'''
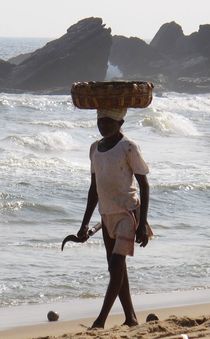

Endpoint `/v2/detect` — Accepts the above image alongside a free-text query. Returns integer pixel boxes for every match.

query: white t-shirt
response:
[90,136,149,214]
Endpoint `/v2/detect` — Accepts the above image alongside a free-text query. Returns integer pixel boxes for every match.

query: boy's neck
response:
[98,132,123,152]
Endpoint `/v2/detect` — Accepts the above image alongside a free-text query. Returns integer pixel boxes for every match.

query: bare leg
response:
[92,253,125,328]
[92,226,138,327]
[119,263,138,327]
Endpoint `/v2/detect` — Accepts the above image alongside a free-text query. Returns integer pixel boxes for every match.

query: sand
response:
[0,290,210,339]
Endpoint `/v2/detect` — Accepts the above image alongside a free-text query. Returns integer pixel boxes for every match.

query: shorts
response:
[102,208,140,256]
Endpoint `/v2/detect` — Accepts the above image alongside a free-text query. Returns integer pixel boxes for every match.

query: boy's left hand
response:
[136,226,149,247]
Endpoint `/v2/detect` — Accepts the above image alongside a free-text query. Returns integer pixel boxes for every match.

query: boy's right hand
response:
[77,225,89,242]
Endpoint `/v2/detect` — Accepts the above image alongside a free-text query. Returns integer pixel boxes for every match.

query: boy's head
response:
[97,108,127,121]
[97,109,127,137]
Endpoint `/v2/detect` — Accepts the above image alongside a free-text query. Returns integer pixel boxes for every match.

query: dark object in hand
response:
[61,223,102,251]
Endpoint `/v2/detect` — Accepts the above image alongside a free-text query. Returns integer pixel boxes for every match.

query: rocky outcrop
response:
[110,21,210,93]
[0,18,210,94]
[1,18,112,93]
[8,53,32,65]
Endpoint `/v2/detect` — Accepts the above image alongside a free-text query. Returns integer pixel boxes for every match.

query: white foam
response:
[9,131,77,151]
[142,110,199,136]
[105,62,123,80]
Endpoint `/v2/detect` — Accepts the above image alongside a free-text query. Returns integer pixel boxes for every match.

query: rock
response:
[8,53,32,65]
[47,311,59,321]
[146,313,159,323]
[0,17,112,94]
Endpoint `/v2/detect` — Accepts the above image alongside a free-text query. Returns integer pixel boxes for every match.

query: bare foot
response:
[89,319,104,330]
[122,319,139,327]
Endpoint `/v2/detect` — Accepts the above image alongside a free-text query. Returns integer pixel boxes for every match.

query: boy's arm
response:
[77,173,98,238]
[135,174,149,247]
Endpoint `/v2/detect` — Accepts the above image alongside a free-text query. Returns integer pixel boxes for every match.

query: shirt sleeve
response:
[127,141,149,175]
[89,142,98,174]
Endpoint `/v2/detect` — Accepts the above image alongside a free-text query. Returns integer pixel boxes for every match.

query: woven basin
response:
[71,81,154,109]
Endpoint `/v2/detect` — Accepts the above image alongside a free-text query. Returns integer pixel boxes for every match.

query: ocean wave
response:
[141,110,200,136]
[8,239,103,251]
[150,182,210,191]
[31,120,96,129]
[4,131,77,151]
[0,93,73,111]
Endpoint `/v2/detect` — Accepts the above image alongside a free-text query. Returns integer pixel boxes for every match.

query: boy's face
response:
[97,118,122,138]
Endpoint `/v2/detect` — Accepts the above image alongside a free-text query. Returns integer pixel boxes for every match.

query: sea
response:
[0,38,210,307]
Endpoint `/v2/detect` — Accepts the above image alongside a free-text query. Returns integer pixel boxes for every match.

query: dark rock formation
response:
[8,53,32,65]
[0,18,210,94]
[0,59,14,87]
[1,18,112,93]
[109,22,210,93]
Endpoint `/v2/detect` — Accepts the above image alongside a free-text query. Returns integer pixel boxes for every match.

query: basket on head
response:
[71,81,154,109]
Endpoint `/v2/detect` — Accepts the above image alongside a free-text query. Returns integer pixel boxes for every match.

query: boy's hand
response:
[77,225,89,242]
[136,226,149,247]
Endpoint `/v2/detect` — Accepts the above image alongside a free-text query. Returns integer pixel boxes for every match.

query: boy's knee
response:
[109,253,125,273]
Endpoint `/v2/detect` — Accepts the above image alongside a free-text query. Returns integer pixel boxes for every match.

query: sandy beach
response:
[0,290,210,339]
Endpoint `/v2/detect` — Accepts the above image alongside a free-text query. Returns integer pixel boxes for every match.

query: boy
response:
[77,109,149,328]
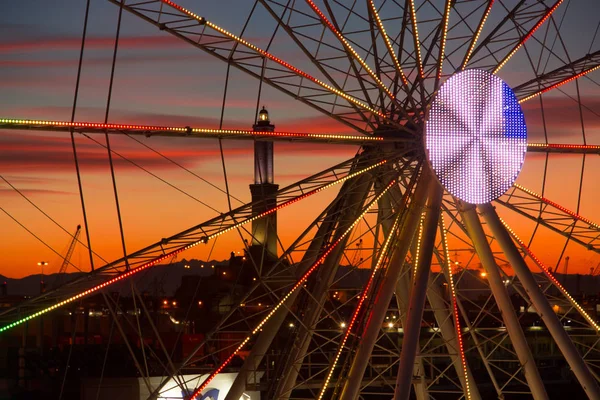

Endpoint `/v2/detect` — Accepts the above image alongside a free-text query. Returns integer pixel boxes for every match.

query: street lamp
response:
[38,261,48,293]
[38,261,48,281]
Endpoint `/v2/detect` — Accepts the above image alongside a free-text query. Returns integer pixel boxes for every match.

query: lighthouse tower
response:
[250,106,279,260]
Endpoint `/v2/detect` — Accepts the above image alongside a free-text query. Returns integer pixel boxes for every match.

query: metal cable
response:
[80,133,221,214]
[70,0,95,271]
[125,134,245,204]
[0,207,83,272]
[104,0,129,270]
[0,175,108,264]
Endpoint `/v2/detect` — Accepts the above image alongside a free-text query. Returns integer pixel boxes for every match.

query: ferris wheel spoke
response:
[306,0,395,111]
[340,169,433,400]
[461,206,548,399]
[460,0,495,70]
[500,218,600,331]
[408,0,425,80]
[0,157,387,332]
[443,203,532,398]
[527,143,600,154]
[368,0,408,88]
[493,0,564,74]
[108,0,393,132]
[318,161,417,400]
[191,179,397,398]
[464,0,562,71]
[394,181,443,400]
[495,184,600,253]
[260,0,377,128]
[478,204,600,399]
[147,155,415,399]
[0,118,398,145]
[434,0,453,89]
[514,51,600,103]
[430,216,481,400]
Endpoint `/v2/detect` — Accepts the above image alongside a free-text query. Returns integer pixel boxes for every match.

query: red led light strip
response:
[0,160,384,333]
[527,144,600,153]
[519,65,600,103]
[190,179,397,400]
[0,118,384,142]
[440,214,471,400]
[493,0,563,74]
[513,183,600,230]
[460,0,495,70]
[369,0,408,86]
[306,0,396,100]
[317,203,401,400]
[500,218,600,332]
[409,0,425,78]
[436,0,453,82]
[161,0,386,118]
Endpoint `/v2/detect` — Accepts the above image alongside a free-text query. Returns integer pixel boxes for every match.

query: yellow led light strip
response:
[0,118,384,142]
[206,160,387,240]
[492,0,563,74]
[527,143,600,153]
[519,65,600,104]
[500,218,600,332]
[436,0,452,82]
[369,0,408,86]
[413,211,425,281]
[513,183,600,230]
[318,203,402,400]
[409,0,425,78]
[306,0,396,100]
[440,213,471,400]
[0,160,387,333]
[190,179,397,400]
[460,0,495,70]
[161,0,386,118]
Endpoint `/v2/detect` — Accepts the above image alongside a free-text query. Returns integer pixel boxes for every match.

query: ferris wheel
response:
[0,0,600,400]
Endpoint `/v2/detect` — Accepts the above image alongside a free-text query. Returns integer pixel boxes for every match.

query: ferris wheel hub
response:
[424,69,527,204]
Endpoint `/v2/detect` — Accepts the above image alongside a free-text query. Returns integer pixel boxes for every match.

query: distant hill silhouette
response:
[0,259,228,296]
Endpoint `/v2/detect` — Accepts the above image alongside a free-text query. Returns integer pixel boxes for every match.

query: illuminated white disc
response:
[425,70,527,204]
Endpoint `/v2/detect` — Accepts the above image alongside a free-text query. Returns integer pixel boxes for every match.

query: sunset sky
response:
[0,0,600,277]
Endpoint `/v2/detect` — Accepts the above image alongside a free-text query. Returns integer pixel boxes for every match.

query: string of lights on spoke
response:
[306,0,396,100]
[519,65,600,103]
[492,0,564,74]
[527,143,600,154]
[161,0,386,118]
[513,183,600,230]
[0,160,387,333]
[185,179,397,400]
[500,218,600,332]
[440,213,471,400]
[435,0,453,84]
[460,0,495,71]
[409,0,425,79]
[0,118,385,143]
[317,197,402,400]
[369,0,408,87]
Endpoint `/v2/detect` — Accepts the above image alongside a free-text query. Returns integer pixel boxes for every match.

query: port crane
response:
[54,225,81,286]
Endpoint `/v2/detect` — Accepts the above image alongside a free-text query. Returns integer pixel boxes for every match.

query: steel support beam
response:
[478,204,600,399]
[461,204,548,400]
[225,159,372,400]
[394,181,443,400]
[274,175,373,400]
[427,271,481,400]
[340,168,432,400]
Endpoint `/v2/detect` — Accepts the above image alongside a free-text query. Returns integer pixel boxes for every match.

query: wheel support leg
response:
[340,169,431,400]
[394,182,442,400]
[461,205,548,400]
[479,204,600,399]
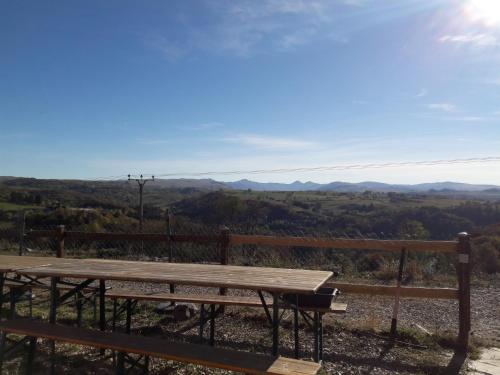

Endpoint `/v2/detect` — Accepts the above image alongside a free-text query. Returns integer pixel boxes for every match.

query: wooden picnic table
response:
'''
• _Set task_:
From the material above, please pull out each line that contains the word "ferris" and copy it as it appears.

• _Right answer_:
query: ferris wheel spoke
query: ferris wheel
query: ferris wheel hub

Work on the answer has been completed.